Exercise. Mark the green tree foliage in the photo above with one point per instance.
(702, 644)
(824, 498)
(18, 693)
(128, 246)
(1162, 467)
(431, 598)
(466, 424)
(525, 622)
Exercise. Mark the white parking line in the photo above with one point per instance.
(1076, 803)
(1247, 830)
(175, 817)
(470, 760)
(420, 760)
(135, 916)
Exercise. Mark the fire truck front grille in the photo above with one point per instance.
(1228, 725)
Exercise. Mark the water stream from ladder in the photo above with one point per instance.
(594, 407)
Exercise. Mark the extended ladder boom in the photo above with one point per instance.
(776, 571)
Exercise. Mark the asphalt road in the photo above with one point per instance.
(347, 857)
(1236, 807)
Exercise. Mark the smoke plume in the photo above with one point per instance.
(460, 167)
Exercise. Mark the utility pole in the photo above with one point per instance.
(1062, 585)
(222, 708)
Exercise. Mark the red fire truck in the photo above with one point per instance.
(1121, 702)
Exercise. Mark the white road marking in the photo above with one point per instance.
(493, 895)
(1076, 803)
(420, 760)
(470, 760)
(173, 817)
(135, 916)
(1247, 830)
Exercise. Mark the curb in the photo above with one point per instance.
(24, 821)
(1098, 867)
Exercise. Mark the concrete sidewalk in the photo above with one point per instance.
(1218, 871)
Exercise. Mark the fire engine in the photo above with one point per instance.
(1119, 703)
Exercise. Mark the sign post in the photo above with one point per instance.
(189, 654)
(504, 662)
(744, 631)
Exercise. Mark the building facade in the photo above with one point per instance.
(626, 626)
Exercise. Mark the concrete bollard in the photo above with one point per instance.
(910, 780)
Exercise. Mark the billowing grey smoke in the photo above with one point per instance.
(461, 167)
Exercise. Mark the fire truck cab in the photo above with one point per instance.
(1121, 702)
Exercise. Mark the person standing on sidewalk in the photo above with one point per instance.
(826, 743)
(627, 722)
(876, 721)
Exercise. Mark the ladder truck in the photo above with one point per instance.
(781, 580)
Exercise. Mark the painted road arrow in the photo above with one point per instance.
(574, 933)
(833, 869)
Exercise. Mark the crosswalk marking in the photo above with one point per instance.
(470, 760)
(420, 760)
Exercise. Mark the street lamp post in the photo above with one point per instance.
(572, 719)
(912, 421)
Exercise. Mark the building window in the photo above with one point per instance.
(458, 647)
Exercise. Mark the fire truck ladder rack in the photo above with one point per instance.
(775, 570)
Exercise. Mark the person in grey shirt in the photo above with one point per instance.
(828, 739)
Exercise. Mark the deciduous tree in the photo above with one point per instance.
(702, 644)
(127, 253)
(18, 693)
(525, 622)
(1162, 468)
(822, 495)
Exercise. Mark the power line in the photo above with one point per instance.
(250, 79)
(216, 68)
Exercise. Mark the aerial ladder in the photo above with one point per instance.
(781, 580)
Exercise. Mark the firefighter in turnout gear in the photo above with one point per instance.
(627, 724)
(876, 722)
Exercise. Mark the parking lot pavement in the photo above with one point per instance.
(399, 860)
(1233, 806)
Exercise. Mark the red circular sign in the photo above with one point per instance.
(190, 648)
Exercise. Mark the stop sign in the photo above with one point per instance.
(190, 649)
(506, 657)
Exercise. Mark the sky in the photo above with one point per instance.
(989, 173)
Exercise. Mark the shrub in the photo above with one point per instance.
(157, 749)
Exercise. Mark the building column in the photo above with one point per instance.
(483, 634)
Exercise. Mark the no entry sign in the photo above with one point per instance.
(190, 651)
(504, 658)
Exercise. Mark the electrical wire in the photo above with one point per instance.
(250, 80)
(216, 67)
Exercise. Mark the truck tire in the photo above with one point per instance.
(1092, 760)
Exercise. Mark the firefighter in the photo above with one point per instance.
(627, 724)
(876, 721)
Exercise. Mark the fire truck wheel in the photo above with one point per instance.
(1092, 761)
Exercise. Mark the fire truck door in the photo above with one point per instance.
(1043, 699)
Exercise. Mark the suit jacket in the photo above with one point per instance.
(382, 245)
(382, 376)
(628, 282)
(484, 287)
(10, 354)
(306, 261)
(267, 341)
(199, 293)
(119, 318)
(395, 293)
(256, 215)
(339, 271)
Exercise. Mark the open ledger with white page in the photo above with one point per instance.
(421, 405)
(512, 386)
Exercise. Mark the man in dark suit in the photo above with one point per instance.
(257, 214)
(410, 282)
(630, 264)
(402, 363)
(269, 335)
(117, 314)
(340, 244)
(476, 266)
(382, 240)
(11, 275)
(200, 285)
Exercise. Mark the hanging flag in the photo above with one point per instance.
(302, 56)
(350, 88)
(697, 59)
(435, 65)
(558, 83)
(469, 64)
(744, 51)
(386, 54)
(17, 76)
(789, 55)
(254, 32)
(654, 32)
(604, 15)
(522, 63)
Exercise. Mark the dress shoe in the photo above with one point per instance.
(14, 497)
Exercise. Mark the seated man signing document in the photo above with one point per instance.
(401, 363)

****

What this task involves
Write the records out once more, word for word.

Task output
Exercise. Mark the green tree foliage in the photo above with one point per instance.
(702, 644)
(824, 498)
(18, 693)
(128, 246)
(1162, 467)
(431, 598)
(466, 424)
(525, 622)
Exercise. Mark the white parking line in the photo above with one point per instance.
(1076, 803)
(1247, 830)
(175, 817)
(470, 760)
(420, 760)
(135, 916)
Exercise. Mark the fire truck front grille in the photo above with one point per instance.
(1228, 725)
Exercise. Mark the water stream from ladder in the photo above with one point per instance.
(594, 407)
Exercise. Mark the extended ladder boom in the photo above with one point per instance.
(776, 571)
Exercise. Mark the asphalt road in the photo above with one point per instance.
(347, 857)
(1236, 807)
Exercise. Mark the smoke plume in the photo above with one point per instance.
(460, 167)
Exercise. Mark the utility pole in the photo above with one point per instance.
(1062, 585)
(222, 708)
Exercise. Mark the red fire truck in the photo above with one point per instance.
(1121, 702)
Exercise. Mark the white road marking in the photo above with one point per instance.
(493, 895)
(1076, 803)
(420, 760)
(470, 760)
(173, 817)
(135, 916)
(1247, 830)
Exercise. Mark the curb in the photo above with one point per instance.
(24, 821)
(1098, 867)
Exercise. Mark the concrete sidewalk in the photo above with one point per instance.
(1218, 871)
Exercise. Mark the fire engine in the photo above with one point per instance.
(1119, 703)
Exercise. Mark the sign post in the photo above with one point per instance.
(189, 654)
(504, 662)
(744, 631)
Exercise. Mark the building facade in the photo above with one point per instance.
(626, 626)
Exercise. Mark the concrete bollard in the photo above with one point per instance.
(910, 780)
Exercise. Mark the billowing grey smoke in the photo above with one point per instance.
(461, 167)
Exercise. Mark the fire truck cab in the photo above with one point per instance.
(1121, 702)
Exercise. Mark the person standing on sidewalk in the photo above with one point per instance.
(826, 743)
(627, 722)
(876, 721)
Exercise. Mark the ladder truck in the photo above with one point per instance.
(781, 580)
Exercise. Mark the painted road arrow in the photo above with one point per instance.
(574, 933)
(833, 869)
Exercise. Mark the crosswalk marking in the photo above with one point per instance.
(470, 760)
(420, 760)
Exercise. Mark the street lamp post in the photo above with one point per instance.
(572, 719)
(912, 421)
Exercise. Mark the building window in the photo above with one point per instance.
(458, 647)
Exercise. Mark the fire truck ladder rack in the photo above with one point per instance.
(775, 570)
Exercise. Mark the person in grey shirt in the photo above with one point per instance.
(828, 739)
Exercise. Mark the deciduous tree in the photo above with one point per instance.
(702, 644)
(127, 253)
(18, 693)
(525, 622)
(1162, 468)
(822, 495)
Exercise. Mark the power line in the photo above with one point per instance.
(250, 79)
(216, 68)
Exercise. Mark the aerial ladder in the photo above with one point per instance.
(781, 580)
Exercise. Mark the firefighter in turnout gear in the photo above with one point per instance.
(627, 724)
(876, 722)
Exercise. Mark the parking lot pavement in the photo above with one point per instance.
(399, 860)
(1233, 806)
Exercise. Mark the red circular sign in the photo above with one point per instance.
(190, 648)
Exercise. Mark the stop sign in the photo above with one point per instance.
(190, 649)
(506, 657)
Exercise. Mark the sky in the photo above with one point per instance.
(989, 173)
Exercise. Mark the shrub in the photo above with one point per instance.
(157, 749)
Exercise. Mark the building column in the photo above with one point per instance.
(483, 634)
Exercise. Mark the no entry sign in the photo above with one point per instance.
(190, 651)
(504, 658)
Exercise. Mark the electrical wire in the photo above with one point per instance.
(250, 80)
(216, 67)
Exercise. Mark the truck tire in the photo above with one point per instance.
(1092, 760)
Exercise. Mark the firefighter in the photo above with one point per instance.
(627, 724)
(876, 721)
Exercise. Mark the fire truck wheel in the photo above with one point per instance.
(1092, 761)
Exercise. Mark the fire truck door in the photo above with one point per instance.
(1043, 699)
Exercise. Mark the suit jacket in the photo above with one point per instance.
(382, 245)
(382, 376)
(628, 282)
(484, 287)
(10, 354)
(306, 261)
(267, 341)
(199, 293)
(119, 318)
(395, 293)
(256, 215)
(339, 271)
Exercise. Mark the open ledger with white page in the photo above with one point per instance.
(421, 405)
(512, 386)
Exercise. Mark the man in dark suit in the photo above with one point per instance.
(257, 214)
(410, 282)
(630, 264)
(402, 363)
(269, 335)
(117, 314)
(340, 244)
(476, 266)
(382, 240)
(11, 275)
(200, 285)
Exercise. Mark the hanging flag in the photo above with one point per instance.
(302, 56)
(350, 88)
(697, 59)
(435, 65)
(558, 83)
(469, 64)
(744, 51)
(386, 54)
(17, 76)
(789, 55)
(254, 32)
(654, 32)
(604, 15)
(522, 63)
Exercise. Mark the dress shoe in the photo above with one point per instance.
(14, 497)
Exercise. Mark the seated man signing document in the photo above with one point per instance.
(401, 363)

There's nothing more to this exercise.